**TASK TO CARRY OUT:** Copy the lines below word for word, leaving out the pictures.

**Data lines:**
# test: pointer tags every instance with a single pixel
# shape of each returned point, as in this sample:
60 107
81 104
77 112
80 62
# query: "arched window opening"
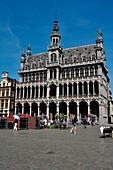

**EXERCISE RESULT:**
# test: pointer tags every instance with a single pixel
# shape of each returned point, as in this sample:
60 107
81 104
77 112
80 62
# query: "arched window opening"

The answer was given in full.